**Exercise aim**
Scan the material for the string "collar" and copy out every line in which it occurs.

(Data for the task Opens)

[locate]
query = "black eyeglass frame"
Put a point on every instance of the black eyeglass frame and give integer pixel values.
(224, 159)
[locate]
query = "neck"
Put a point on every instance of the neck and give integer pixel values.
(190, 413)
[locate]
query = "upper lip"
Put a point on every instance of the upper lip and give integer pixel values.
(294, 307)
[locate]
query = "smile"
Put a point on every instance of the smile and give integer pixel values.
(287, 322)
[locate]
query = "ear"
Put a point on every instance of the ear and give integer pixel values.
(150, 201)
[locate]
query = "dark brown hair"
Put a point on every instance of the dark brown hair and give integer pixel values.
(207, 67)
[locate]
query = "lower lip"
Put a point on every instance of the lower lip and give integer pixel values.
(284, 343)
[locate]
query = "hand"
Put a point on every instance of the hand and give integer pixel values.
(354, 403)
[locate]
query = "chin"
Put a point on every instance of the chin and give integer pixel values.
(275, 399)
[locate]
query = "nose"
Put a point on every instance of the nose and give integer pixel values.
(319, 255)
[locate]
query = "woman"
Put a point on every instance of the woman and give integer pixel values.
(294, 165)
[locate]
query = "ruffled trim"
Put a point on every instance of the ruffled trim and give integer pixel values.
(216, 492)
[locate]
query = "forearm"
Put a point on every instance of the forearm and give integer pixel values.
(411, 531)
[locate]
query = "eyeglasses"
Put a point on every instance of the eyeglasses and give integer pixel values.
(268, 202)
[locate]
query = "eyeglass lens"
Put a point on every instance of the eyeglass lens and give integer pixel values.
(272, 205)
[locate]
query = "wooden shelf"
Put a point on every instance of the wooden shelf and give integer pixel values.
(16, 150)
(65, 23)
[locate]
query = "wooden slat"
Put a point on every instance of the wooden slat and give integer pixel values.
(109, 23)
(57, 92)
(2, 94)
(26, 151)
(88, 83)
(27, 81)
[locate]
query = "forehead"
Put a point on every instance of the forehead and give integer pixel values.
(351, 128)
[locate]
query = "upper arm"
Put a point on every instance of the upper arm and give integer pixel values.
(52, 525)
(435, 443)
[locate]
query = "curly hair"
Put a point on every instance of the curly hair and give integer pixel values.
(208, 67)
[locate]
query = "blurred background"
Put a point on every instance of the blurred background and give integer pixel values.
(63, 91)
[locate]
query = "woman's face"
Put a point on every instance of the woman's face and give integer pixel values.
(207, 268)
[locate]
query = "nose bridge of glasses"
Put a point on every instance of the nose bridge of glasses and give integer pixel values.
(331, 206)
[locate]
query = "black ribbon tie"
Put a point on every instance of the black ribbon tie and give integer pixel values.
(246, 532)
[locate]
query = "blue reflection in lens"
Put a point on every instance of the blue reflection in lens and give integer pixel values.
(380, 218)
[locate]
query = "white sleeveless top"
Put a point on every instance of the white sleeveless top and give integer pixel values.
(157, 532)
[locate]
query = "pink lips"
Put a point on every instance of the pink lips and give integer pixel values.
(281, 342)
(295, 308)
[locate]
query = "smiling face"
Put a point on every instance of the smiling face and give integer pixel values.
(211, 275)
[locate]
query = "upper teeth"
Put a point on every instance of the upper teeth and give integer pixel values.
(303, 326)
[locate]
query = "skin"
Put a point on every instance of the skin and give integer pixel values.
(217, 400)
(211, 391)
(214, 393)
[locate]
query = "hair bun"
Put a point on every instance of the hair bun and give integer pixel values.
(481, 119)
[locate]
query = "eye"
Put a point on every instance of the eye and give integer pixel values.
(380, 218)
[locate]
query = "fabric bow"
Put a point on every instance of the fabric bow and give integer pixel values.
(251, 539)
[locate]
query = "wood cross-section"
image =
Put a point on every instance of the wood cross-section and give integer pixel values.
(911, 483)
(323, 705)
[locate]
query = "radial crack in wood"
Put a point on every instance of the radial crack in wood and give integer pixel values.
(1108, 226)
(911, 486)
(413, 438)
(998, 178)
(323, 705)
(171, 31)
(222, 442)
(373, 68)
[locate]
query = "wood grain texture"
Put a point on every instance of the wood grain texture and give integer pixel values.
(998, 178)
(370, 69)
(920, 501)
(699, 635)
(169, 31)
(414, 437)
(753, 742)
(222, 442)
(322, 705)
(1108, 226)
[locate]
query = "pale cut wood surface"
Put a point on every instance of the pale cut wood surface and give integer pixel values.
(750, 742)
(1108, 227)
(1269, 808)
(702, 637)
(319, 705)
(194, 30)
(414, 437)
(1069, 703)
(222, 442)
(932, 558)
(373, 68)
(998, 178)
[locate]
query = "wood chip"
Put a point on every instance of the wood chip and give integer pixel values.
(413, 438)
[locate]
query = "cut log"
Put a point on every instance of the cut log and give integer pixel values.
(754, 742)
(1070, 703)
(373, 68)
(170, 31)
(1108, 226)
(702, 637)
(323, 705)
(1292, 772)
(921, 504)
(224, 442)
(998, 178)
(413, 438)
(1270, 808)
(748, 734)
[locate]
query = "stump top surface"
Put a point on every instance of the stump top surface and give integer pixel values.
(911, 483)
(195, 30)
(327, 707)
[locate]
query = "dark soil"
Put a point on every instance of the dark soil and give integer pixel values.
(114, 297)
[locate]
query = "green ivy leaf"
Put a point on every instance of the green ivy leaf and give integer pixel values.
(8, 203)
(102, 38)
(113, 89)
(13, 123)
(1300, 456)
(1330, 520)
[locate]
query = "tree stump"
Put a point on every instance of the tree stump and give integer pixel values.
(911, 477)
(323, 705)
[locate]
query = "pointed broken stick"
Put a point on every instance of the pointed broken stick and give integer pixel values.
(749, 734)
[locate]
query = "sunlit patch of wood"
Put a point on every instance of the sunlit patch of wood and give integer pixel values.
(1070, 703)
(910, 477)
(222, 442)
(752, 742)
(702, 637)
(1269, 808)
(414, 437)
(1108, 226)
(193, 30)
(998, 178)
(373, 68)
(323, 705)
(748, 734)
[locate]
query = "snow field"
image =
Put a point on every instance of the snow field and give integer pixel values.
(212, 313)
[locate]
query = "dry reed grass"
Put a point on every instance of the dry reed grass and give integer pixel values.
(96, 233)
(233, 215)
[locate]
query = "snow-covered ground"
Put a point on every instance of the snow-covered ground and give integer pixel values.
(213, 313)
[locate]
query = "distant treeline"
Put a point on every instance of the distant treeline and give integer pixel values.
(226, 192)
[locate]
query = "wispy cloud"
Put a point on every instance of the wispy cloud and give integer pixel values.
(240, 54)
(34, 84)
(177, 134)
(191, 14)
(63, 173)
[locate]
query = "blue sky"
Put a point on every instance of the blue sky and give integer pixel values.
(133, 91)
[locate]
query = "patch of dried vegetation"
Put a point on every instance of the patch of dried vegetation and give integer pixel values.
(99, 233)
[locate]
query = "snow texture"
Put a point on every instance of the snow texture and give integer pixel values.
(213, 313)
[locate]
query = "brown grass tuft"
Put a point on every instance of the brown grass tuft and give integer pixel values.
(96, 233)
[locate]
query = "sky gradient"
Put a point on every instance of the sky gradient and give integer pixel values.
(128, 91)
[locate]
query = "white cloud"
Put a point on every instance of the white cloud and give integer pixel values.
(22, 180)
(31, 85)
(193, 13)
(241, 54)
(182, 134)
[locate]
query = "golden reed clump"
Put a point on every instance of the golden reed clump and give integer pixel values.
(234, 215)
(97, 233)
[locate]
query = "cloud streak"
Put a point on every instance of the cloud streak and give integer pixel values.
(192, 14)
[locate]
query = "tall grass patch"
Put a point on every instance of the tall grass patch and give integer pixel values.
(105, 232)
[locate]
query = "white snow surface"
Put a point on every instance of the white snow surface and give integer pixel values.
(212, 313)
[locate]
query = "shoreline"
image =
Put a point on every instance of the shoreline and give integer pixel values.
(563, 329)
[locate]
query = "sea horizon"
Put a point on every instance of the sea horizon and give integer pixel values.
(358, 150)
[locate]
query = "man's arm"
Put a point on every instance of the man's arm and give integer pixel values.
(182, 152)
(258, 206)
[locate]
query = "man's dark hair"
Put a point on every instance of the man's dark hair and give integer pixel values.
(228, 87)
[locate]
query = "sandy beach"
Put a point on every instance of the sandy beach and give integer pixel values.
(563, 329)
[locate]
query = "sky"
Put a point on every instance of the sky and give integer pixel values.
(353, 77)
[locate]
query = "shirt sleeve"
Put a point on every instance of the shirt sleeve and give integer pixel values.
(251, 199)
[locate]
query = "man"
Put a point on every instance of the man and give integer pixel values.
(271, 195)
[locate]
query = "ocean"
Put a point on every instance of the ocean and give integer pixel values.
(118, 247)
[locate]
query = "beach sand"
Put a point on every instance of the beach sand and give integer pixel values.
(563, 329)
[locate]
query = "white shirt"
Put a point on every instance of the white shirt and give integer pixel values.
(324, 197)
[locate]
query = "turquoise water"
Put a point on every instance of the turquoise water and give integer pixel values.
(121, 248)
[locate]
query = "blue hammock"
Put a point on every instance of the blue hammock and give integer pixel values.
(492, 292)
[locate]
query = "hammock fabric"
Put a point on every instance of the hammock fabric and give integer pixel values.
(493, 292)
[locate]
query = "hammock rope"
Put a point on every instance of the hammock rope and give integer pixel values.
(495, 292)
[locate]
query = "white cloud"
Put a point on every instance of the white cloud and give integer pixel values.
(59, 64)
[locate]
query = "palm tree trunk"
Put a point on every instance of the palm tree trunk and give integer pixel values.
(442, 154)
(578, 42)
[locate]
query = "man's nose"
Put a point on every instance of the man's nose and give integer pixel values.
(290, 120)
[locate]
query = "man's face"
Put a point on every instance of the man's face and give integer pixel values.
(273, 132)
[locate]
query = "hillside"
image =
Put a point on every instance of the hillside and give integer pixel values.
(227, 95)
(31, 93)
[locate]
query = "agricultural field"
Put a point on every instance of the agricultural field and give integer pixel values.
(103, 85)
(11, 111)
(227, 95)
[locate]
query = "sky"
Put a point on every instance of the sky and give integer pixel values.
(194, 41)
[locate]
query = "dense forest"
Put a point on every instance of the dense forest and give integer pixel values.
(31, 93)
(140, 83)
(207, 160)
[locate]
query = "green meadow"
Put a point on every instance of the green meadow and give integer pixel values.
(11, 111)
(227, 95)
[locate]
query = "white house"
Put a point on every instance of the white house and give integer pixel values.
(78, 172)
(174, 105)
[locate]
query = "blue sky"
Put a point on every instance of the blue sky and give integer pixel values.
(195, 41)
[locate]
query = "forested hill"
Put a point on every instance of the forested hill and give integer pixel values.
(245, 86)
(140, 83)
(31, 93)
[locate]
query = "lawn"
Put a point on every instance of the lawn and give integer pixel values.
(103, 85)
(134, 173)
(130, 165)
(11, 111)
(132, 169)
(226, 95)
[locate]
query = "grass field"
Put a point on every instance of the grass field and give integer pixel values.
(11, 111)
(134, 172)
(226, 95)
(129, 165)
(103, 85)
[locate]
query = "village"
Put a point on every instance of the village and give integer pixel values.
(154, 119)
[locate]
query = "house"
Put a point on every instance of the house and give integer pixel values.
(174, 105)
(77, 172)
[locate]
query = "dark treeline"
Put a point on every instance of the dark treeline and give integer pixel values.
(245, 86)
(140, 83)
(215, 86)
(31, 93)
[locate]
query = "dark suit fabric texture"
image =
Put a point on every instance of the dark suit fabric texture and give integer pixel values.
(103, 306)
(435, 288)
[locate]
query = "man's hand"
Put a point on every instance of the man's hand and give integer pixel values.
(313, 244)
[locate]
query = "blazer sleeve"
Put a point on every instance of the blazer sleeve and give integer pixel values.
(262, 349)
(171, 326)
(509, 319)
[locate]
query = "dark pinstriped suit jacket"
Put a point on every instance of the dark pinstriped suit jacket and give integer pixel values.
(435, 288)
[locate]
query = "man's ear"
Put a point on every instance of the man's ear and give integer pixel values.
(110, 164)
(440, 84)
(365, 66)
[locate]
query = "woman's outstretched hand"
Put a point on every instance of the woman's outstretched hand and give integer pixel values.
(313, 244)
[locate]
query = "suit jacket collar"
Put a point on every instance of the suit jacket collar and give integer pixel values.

(Data for the task Closes)

**Exercise response**
query = "suit jacket collar"
Put a point on every instance of the suit jacket collar and give integer pixel values.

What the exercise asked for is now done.